Document section:
Carey argued that the commission given by Jesus to the apostles in Matthew 28:18–20 “laid them under obligation to disperse themselves into every country of the habitable globe, and to preach to all the inhabitants, without exception, or limitation.”

On October 7, 1805, nine men signed their names to a document that would govern their lives and efforts to proclaim the gospel throughout India. The document became known as the Serampore Form of Agreement (sometimes inaccurately called the Serampore Covenant). The signers, many of them pioneers in the history of baptist missions, included William Carey, Joshua Marshman, William Ward, John Chamberlain, Richard Mardon, John Biss, William Moore, Joshua Rowe, and Felix Carey (William Carey’s son). In the Agreement, the signers accepted eleven principles that would henceforth guide the mission work in India, with the “hope that multitudes of converted souls will have reason to bless God to all eternity for sending His Gospel into this country.”
Reading the Agreement today, we might be surprised by the number of themes that continue to prevail among missionaries and missiologists: an emphasis on cultural anthropology, the desire for self-supporting churches, the priority of Bible translation and education, and more. So, although originally written to guide missionary work two centuries ago, this document remains profoundly relevant today, not only for missionary service but for every disciple of Christ seeking to make him known in an increasingly globalized world.
Wherever we need to remember our priorities as pilgrims in this present world—at home, school, or work, or while traveling, running errands, or hosting neighbors—the Serampore Agreement serves as a timeless teacher.
Serampore Priorities
William Carey arrived in India in 1793, sent out by the recently formed Baptist Missionary Society. After first establishing work in Calcutta (now Kolkata), Carey relocated to Danish-controlled Serampore in West Bengal in 1800, where he ministered until he died in 1834. There he joined Joshua Marshman and William Ward, and together they formed a new church, with Carey as the pastor and Marshman and Ward as deacons.

[Image object location entries]
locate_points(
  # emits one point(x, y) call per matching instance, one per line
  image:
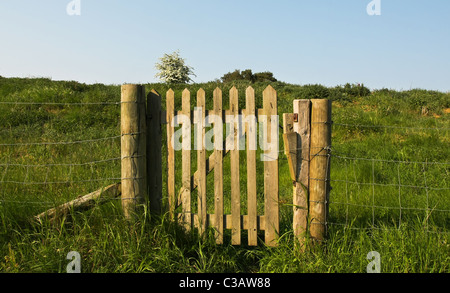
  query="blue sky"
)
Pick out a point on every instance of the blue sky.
point(330, 42)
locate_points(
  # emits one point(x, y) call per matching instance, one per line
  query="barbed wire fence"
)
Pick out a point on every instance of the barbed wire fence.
point(26, 180)
point(376, 200)
point(369, 192)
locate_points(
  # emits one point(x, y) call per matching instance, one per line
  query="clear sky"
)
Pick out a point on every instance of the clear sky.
point(330, 42)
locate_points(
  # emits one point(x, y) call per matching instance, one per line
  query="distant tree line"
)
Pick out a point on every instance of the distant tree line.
point(249, 76)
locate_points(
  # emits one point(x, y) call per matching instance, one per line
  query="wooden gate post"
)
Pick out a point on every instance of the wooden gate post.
point(297, 134)
point(319, 169)
point(154, 154)
point(133, 148)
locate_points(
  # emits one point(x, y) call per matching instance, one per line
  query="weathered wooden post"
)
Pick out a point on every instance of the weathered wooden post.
point(154, 154)
point(297, 133)
point(319, 169)
point(133, 148)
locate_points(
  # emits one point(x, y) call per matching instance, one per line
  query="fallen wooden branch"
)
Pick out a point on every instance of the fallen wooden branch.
point(97, 197)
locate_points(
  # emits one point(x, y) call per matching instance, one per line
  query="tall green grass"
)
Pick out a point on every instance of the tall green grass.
point(407, 224)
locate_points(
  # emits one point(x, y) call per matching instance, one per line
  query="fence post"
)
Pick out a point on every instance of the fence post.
point(297, 134)
point(154, 154)
point(133, 148)
point(319, 169)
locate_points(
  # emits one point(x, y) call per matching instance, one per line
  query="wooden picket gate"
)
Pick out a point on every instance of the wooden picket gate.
point(142, 161)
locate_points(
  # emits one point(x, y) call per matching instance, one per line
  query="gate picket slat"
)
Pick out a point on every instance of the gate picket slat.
point(186, 161)
point(170, 111)
point(234, 165)
point(270, 171)
point(251, 166)
point(201, 162)
point(218, 166)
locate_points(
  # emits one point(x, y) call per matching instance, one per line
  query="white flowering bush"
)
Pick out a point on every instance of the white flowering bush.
point(172, 69)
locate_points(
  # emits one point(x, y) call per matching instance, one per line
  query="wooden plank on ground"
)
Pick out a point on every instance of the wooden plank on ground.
point(201, 162)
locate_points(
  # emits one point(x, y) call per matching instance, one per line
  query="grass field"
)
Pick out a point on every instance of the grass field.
point(390, 178)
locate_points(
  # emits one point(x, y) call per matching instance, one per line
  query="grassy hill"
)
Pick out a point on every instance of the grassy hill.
point(389, 176)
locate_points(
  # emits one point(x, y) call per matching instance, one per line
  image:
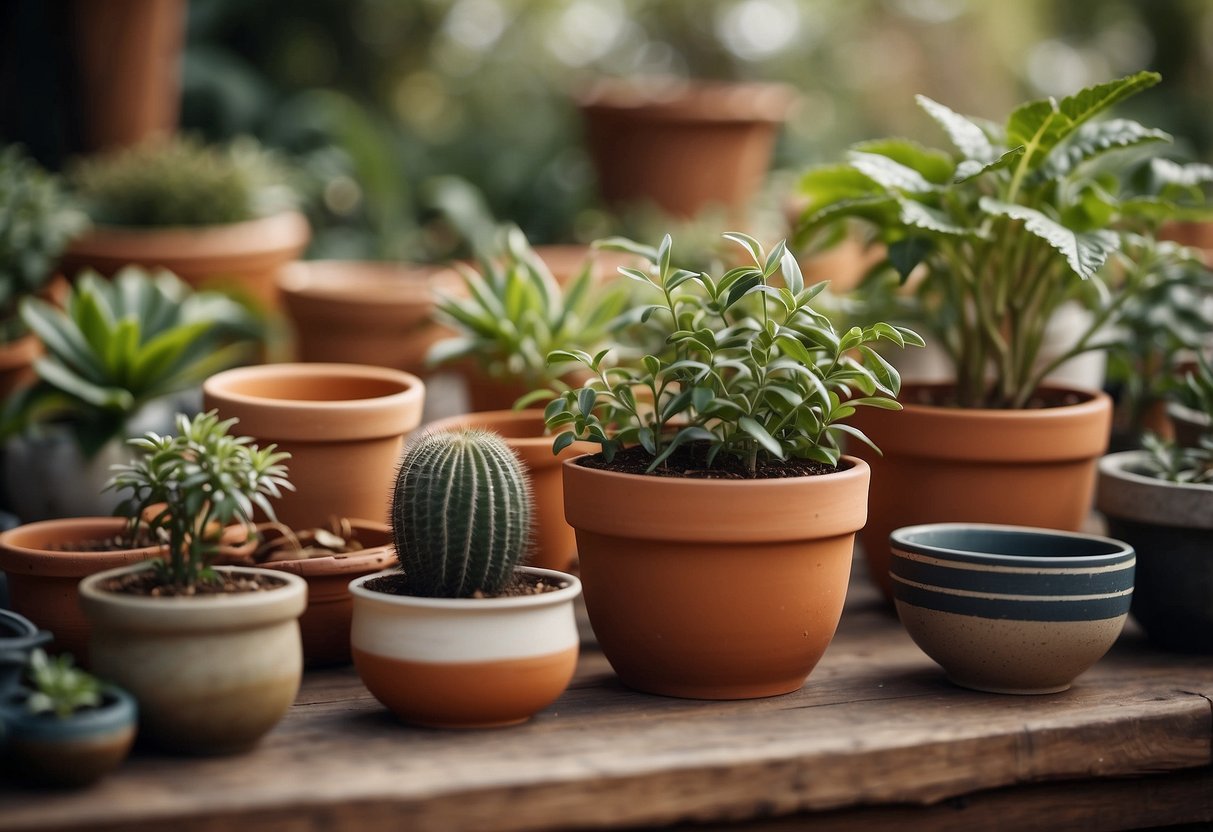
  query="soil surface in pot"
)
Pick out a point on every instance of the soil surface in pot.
point(147, 583)
point(519, 586)
point(690, 461)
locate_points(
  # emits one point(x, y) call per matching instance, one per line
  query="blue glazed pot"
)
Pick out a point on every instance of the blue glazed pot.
point(1011, 609)
point(74, 751)
point(18, 636)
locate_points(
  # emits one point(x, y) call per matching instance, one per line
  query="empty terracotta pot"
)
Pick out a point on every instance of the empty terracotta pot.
point(554, 546)
point(713, 588)
point(683, 146)
point(466, 662)
point(362, 312)
point(1031, 467)
point(342, 423)
point(243, 257)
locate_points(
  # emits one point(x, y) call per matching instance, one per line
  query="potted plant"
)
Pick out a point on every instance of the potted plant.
point(1160, 500)
point(210, 653)
point(996, 238)
point(715, 529)
point(512, 314)
point(36, 222)
point(343, 426)
point(461, 636)
point(215, 216)
point(115, 355)
point(67, 728)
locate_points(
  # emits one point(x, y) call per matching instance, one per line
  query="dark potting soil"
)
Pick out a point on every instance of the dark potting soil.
point(520, 585)
point(146, 582)
point(690, 461)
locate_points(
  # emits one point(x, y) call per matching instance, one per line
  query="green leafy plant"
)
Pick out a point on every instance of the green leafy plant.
point(1019, 220)
point(749, 368)
point(187, 488)
point(183, 182)
point(461, 514)
point(514, 314)
point(60, 688)
point(36, 222)
point(118, 345)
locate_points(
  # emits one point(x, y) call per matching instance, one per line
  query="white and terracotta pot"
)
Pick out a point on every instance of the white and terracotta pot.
point(466, 662)
point(211, 673)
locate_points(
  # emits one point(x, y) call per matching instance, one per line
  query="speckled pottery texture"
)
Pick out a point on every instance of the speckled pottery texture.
point(1171, 526)
point(74, 751)
point(1011, 609)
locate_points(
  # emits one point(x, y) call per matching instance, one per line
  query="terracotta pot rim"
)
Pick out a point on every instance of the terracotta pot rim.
point(285, 231)
point(472, 605)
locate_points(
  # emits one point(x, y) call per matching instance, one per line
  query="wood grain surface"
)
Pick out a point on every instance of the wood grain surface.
point(876, 736)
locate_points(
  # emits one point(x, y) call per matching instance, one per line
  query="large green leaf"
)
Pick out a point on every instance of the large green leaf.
point(933, 165)
point(1085, 252)
point(968, 137)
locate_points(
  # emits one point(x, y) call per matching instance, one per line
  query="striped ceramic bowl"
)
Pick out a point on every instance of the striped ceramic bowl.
point(1009, 609)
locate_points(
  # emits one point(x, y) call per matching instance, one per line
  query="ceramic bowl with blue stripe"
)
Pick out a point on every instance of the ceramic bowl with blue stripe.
point(1011, 609)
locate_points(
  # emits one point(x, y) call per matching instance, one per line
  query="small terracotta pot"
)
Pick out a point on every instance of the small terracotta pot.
point(43, 577)
point(342, 423)
point(712, 588)
point(1011, 609)
point(466, 662)
point(211, 673)
point(241, 257)
point(360, 312)
point(1029, 467)
point(73, 751)
point(554, 546)
point(325, 624)
point(656, 143)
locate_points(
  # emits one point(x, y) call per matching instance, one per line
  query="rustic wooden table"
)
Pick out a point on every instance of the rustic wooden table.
point(876, 738)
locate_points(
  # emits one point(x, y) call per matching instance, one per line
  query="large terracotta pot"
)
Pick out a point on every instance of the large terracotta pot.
point(43, 576)
point(1029, 467)
point(684, 146)
point(466, 662)
point(360, 312)
point(324, 625)
point(554, 546)
point(211, 673)
point(243, 257)
point(712, 588)
point(342, 423)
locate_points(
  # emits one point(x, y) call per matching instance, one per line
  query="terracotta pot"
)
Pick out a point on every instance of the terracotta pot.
point(17, 364)
point(364, 312)
point(342, 423)
point(683, 146)
point(325, 622)
point(243, 258)
point(129, 60)
point(73, 751)
point(466, 662)
point(1013, 467)
point(43, 577)
point(554, 546)
point(712, 588)
point(211, 673)
point(1171, 526)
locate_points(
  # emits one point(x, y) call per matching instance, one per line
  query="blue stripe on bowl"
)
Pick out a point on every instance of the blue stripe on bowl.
point(1012, 546)
point(1014, 610)
point(1044, 582)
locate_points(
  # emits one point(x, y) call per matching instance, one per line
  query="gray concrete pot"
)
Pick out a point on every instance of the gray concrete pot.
point(1171, 528)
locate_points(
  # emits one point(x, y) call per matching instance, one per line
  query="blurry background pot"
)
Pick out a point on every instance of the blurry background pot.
point(554, 546)
point(342, 423)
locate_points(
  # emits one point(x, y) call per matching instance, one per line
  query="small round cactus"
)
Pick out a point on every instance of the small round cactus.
point(461, 514)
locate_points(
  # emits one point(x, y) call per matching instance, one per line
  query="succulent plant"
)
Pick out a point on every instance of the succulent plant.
point(461, 514)
point(182, 182)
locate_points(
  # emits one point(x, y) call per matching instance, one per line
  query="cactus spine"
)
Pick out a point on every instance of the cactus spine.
point(461, 513)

What is asked: In the piece on the Serampore Agreement, condense the paragraph that begins "William Carey arrived in India in 1793" into a short bulleted list of its main facts.

Full response:
- William Carey arrived in India in 1793, sent by the recently formed Baptist Missionary Society.
- He first established work in Calcutta (now Kolkata).
- In 1800 he moved to Danish-controlled Serampore in West Bengal and ministered there until his death in 1834.
- There he joined Joshua Marshman and William Ward, and together they formed a new church.
- Carey served as pastor, with Marshman and Ward as deacons.